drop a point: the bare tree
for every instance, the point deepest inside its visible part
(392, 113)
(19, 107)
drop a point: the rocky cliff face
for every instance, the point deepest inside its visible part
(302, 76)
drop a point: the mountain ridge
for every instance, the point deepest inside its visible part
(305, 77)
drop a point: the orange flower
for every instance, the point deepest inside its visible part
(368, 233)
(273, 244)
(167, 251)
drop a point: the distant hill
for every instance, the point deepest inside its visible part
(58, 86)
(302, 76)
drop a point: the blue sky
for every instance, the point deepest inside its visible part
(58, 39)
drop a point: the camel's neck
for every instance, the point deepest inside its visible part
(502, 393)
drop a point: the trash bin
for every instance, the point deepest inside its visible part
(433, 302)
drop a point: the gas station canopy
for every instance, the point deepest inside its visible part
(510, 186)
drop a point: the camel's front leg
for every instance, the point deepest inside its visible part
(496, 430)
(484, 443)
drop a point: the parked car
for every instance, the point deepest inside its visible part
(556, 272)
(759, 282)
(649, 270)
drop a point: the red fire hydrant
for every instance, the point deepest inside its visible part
==
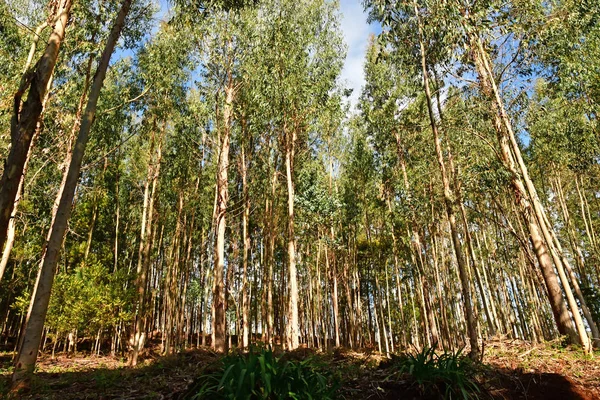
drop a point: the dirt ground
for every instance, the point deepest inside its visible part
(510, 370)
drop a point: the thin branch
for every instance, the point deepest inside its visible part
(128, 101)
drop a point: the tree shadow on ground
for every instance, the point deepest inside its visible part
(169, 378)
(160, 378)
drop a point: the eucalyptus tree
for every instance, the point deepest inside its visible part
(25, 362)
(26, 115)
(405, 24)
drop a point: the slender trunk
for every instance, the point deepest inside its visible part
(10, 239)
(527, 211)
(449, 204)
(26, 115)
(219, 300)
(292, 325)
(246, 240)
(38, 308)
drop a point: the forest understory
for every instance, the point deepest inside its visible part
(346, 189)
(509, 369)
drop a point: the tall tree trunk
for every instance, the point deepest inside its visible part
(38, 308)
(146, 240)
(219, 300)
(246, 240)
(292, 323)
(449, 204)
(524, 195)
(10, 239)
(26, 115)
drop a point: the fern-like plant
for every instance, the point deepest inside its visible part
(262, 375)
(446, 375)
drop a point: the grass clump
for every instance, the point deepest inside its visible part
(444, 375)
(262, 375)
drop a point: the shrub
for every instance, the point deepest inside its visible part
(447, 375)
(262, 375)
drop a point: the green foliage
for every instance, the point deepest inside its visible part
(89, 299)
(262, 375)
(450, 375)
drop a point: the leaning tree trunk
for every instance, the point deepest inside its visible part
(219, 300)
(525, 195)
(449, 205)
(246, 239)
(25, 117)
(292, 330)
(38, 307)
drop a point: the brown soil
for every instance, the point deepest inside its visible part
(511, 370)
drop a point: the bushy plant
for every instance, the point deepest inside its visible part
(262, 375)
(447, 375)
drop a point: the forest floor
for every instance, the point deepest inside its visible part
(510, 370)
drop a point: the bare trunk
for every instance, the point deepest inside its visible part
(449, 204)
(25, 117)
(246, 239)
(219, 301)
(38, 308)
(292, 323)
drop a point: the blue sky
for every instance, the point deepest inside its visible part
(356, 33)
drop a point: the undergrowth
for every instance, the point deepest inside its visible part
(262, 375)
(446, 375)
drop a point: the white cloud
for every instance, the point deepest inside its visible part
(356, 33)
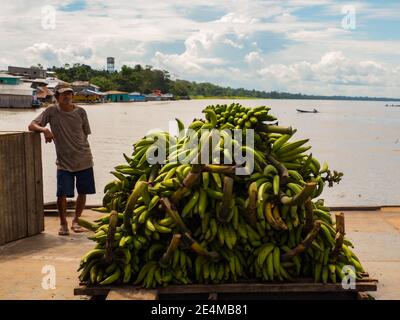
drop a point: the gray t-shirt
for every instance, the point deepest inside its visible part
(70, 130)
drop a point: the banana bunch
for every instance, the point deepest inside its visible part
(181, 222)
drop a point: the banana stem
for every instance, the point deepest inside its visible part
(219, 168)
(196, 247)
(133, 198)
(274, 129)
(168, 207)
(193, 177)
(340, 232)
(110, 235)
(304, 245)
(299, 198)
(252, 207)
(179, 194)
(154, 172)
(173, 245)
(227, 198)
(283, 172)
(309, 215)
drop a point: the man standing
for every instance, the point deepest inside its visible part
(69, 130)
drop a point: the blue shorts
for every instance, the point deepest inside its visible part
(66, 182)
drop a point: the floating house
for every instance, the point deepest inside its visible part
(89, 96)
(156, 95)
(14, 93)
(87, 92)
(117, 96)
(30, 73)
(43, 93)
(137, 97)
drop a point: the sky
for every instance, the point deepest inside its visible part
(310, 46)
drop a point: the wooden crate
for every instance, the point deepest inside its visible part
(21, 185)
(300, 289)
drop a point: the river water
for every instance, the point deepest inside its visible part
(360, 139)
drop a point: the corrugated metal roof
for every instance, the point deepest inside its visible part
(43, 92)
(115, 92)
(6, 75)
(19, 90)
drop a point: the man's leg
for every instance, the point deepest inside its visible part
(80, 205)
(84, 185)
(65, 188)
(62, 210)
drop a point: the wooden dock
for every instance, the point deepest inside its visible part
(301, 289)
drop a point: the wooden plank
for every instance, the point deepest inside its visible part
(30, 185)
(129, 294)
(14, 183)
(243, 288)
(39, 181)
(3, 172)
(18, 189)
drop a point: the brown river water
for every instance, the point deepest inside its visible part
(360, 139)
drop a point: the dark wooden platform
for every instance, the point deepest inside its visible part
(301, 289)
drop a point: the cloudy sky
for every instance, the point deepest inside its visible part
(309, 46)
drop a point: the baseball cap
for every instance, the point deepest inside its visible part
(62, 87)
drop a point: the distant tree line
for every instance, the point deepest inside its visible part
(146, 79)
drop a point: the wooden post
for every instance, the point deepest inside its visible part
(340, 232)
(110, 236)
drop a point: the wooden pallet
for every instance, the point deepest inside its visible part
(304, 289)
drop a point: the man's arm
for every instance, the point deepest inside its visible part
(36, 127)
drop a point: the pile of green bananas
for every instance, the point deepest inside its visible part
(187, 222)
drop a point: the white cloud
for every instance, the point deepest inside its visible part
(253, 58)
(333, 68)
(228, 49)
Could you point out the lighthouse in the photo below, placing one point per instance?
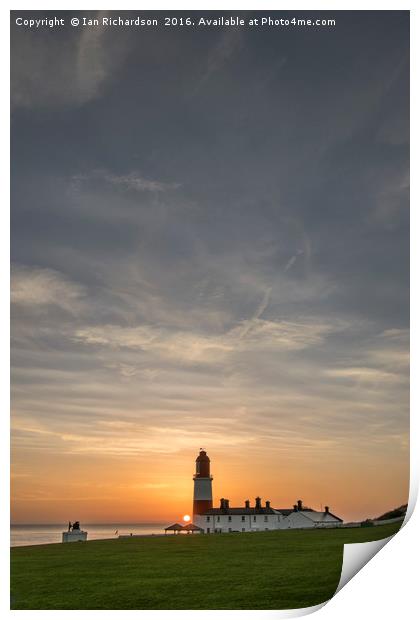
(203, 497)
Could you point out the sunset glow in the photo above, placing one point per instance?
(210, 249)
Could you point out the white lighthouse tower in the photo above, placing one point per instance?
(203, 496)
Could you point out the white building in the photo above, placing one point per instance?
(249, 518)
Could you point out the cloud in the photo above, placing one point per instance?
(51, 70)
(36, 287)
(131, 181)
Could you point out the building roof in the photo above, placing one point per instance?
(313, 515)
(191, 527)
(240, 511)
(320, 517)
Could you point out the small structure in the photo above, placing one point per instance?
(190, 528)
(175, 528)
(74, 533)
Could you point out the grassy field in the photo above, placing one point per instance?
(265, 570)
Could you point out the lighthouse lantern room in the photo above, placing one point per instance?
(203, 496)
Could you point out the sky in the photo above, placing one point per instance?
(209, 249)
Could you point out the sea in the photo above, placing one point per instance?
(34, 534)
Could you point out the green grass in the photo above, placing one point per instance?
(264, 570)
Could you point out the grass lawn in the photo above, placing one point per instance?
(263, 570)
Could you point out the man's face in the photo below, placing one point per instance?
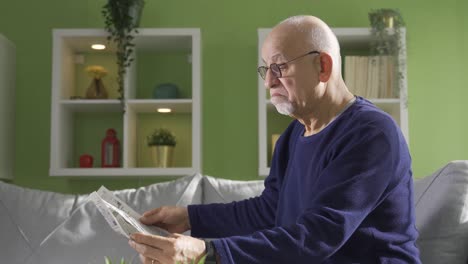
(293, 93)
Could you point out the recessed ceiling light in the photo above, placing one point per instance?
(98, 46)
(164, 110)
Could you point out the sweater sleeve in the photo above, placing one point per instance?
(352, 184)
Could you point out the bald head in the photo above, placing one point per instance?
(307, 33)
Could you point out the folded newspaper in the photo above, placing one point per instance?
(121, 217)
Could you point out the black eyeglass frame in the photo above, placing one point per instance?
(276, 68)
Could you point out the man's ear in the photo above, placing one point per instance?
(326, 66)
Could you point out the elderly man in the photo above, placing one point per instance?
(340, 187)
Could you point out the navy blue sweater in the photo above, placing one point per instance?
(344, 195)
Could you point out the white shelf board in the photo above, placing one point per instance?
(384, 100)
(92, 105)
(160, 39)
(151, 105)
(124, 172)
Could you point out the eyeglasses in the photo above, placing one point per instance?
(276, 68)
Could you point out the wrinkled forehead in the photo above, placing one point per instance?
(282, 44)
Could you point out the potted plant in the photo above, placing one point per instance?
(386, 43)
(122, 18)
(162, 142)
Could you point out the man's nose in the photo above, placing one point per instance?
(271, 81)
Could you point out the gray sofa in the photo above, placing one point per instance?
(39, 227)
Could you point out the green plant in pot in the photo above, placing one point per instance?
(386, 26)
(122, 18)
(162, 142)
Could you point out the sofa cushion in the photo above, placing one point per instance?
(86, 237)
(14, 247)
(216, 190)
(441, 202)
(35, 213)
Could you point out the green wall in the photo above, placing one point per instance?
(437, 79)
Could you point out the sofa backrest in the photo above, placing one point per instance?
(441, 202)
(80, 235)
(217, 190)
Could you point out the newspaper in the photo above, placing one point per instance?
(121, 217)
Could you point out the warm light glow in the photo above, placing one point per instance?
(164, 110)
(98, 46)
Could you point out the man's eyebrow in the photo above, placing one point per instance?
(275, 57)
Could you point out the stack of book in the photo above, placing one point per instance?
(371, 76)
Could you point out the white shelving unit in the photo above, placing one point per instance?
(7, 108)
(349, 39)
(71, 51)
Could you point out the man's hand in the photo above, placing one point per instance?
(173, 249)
==
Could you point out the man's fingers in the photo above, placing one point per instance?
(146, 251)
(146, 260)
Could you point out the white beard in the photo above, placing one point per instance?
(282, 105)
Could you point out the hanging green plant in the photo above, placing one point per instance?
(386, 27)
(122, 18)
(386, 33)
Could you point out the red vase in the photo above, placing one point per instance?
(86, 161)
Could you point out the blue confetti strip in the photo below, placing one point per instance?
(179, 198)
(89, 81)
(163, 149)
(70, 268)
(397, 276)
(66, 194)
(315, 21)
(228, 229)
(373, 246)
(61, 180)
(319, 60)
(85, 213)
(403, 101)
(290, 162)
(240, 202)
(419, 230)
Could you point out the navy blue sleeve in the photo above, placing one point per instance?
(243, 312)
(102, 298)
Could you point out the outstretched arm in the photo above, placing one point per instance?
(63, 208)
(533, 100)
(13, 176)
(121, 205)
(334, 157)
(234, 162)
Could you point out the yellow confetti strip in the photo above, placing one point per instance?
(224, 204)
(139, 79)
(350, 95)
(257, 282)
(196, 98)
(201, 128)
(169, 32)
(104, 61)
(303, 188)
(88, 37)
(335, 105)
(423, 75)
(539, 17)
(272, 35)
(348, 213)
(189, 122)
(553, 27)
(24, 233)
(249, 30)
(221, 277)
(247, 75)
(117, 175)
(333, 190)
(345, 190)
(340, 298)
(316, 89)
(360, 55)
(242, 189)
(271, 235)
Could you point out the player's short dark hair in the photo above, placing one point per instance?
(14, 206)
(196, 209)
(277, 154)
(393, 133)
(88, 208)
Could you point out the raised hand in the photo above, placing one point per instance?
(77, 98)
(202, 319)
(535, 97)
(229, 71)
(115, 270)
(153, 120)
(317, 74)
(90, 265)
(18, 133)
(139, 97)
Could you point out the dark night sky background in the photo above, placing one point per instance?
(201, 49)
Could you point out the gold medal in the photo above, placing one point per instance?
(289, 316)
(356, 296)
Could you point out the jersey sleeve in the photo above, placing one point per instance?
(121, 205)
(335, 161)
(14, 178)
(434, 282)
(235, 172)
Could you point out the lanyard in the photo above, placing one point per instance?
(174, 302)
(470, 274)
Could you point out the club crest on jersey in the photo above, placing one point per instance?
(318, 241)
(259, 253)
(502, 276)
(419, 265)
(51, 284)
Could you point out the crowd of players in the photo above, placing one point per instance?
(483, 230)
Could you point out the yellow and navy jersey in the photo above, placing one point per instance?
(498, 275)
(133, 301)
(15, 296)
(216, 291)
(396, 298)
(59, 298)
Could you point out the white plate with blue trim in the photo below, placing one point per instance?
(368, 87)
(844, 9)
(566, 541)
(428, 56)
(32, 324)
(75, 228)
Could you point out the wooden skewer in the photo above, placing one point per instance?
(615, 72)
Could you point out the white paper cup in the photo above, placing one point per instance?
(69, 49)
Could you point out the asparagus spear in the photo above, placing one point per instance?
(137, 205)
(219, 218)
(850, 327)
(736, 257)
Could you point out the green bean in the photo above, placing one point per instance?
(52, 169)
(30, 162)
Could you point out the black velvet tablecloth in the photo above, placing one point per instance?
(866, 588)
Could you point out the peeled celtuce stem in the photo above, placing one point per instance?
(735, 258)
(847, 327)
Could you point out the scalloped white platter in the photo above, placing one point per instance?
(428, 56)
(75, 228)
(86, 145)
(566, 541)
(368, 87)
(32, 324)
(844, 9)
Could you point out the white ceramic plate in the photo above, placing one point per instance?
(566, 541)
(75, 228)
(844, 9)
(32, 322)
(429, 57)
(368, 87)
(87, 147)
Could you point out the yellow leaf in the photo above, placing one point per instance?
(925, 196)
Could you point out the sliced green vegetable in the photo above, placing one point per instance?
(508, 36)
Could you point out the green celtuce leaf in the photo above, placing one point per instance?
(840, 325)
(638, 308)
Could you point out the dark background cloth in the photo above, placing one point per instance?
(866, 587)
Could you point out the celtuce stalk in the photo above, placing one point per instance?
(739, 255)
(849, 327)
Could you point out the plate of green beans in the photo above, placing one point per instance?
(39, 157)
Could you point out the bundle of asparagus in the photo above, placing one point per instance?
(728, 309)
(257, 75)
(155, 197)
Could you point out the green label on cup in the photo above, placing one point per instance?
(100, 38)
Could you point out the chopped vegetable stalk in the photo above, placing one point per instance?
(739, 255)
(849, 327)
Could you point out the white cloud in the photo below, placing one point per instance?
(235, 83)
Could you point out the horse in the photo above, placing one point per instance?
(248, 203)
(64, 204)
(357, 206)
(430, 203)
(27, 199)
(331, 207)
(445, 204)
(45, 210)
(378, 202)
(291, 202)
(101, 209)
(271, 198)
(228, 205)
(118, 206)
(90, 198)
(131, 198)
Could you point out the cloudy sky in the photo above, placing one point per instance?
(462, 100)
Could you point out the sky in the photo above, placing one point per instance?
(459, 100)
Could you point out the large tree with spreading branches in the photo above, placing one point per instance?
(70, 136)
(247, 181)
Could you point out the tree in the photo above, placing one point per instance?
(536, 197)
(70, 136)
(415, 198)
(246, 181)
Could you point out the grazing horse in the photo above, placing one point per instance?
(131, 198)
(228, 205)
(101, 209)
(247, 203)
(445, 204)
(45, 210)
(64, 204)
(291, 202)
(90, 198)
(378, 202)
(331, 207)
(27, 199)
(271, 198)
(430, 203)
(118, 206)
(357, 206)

- [Required action] Reproduce verbatim only the segment of the listing bounded by the line containing "drop a point: the bare tree" and the line containing "drop a point: the distant hill", with both boundary lines included.

- [Result of this exercise]
drop a point: the bare tree
for every instance, the point deepest inside its visible part
(392, 113)
(19, 107)
drop a point: the rocky cliff face
for every instance, the point deepest inside its visible part
(302, 76)
drop a point: the mountain ridge
for every instance, the point deepest inside its visible part
(305, 77)
drop a point: the orange flower
for every instance, the point deepest inside its visible part
(368, 233)
(273, 244)
(167, 251)
drop a point: the distant hill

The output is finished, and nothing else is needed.